=== What you will do ===
• A. In the passage on careers in family and juvenile law, which clinic appears under "Clinics and Externships"?
• B. Copy the passage on careers in family and juvenile law between "But these lawyers" and "aforementioned distress-provoking matters.", inclusive.

=== Document segment ===
[Start of Attachment]
But these lawyers also help clients achieve great joy, when handling an adoption, or helping a same-sex (or infertile) couple make legal arrangements for artificial reproduction, or upon resolving one of the aforementioned distress-provoking matters.
Family and juvenile lawyers must be fluent in substantive law and the procedural rules of many different courts; adept at counseling clients who can be justifiably quite emotional; skilled at negotiating favorable resolutions in extraordinarily high-stakes matters; and comfortable with trial lawyering, often in a context of great uncertainty.
If you want to truly make a difference in the lives of your clients by pursuing a career in family and juvenile law, these are some of the courses you might consider taking:
Clinics and Externships
- Family Advocacy Clinic
- Externships (placements are available in a variety of relevant organizations)
[End of Attachment]
=== Record excerpts ===
[Start of Attachment]
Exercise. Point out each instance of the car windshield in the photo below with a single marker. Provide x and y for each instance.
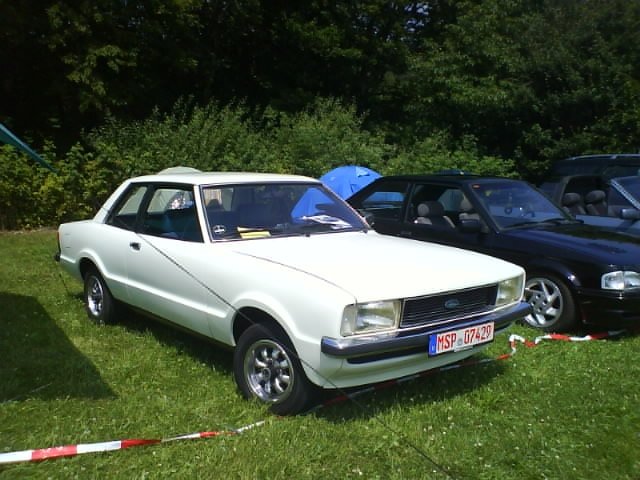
(517, 204)
(259, 210)
(631, 185)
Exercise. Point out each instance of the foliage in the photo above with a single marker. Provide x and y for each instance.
(209, 138)
(559, 410)
(436, 153)
(529, 81)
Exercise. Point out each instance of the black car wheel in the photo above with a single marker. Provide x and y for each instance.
(266, 367)
(552, 302)
(99, 303)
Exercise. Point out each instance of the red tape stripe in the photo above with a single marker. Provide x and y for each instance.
(72, 450)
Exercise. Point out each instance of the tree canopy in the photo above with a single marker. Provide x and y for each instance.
(523, 80)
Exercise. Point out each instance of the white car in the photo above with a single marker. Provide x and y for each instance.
(285, 272)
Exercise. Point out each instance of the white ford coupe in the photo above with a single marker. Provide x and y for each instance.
(285, 272)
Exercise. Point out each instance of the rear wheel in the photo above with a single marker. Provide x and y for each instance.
(99, 303)
(266, 367)
(552, 302)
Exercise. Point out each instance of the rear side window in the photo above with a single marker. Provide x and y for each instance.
(386, 201)
(125, 213)
(171, 213)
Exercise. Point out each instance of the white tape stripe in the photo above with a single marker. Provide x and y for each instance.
(15, 457)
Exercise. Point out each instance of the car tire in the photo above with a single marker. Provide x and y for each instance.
(553, 304)
(99, 303)
(266, 367)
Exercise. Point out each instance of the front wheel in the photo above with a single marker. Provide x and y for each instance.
(266, 367)
(98, 301)
(552, 302)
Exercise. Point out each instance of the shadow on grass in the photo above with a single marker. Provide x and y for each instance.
(428, 388)
(38, 360)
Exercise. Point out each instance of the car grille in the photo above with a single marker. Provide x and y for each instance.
(438, 309)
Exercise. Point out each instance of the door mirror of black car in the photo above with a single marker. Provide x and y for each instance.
(630, 214)
(470, 225)
(368, 216)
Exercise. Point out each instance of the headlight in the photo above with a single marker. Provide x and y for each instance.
(370, 317)
(510, 290)
(620, 280)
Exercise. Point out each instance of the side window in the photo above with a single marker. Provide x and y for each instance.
(617, 202)
(386, 202)
(126, 211)
(171, 213)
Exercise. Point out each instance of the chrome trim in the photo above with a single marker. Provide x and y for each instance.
(390, 341)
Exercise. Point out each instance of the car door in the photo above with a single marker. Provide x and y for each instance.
(161, 255)
(384, 205)
(444, 223)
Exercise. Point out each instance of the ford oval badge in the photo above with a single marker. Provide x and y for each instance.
(452, 303)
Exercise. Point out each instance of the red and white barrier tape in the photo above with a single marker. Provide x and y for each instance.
(513, 342)
(79, 449)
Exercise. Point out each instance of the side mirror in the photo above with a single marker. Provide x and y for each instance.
(368, 217)
(630, 214)
(470, 225)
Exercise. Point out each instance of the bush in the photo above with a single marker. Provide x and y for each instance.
(214, 138)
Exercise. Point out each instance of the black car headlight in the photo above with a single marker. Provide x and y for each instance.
(620, 280)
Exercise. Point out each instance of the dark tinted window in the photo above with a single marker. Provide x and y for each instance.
(126, 210)
(386, 201)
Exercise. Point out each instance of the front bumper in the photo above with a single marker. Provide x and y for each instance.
(613, 309)
(396, 344)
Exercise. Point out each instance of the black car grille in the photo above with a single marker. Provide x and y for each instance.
(425, 311)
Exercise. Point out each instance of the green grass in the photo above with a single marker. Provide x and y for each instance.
(560, 410)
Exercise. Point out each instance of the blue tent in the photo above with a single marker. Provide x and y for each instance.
(348, 179)
(7, 137)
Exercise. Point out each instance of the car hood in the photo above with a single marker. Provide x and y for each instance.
(372, 266)
(582, 242)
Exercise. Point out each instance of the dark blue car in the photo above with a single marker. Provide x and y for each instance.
(576, 273)
(599, 200)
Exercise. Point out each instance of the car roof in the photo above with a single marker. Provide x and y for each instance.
(602, 156)
(457, 179)
(206, 178)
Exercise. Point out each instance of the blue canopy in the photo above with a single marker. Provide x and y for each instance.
(7, 137)
(348, 179)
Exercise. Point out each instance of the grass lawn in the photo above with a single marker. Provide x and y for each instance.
(557, 411)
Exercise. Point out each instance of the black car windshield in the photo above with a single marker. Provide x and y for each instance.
(259, 210)
(631, 185)
(516, 204)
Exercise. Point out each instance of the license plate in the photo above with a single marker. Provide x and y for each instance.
(460, 339)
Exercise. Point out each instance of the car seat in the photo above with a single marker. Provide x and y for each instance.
(432, 213)
(596, 203)
(572, 203)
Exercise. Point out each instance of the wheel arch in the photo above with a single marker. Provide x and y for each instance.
(557, 268)
(245, 317)
(85, 264)
(563, 273)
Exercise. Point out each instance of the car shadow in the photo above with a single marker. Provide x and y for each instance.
(38, 359)
(427, 388)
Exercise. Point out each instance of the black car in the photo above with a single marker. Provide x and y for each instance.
(576, 273)
(608, 165)
(598, 200)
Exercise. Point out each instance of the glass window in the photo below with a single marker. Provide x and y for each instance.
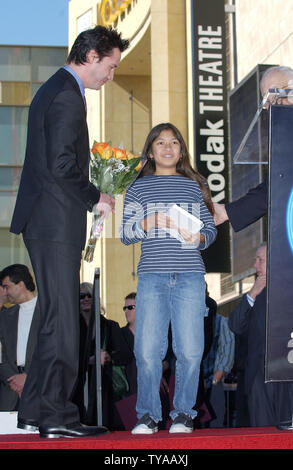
[End of Attachment]
=== Answers for the exercise ===
• A. The Family Advocacy Clinic.

• B.
But these lawyers also help clients achieve great joy, when handling an adoption, or helping a same-sex (or infertile) couple make legal arrangements for artificial reproduction, or upon resolving one of the aforementioned distress-provoking matters.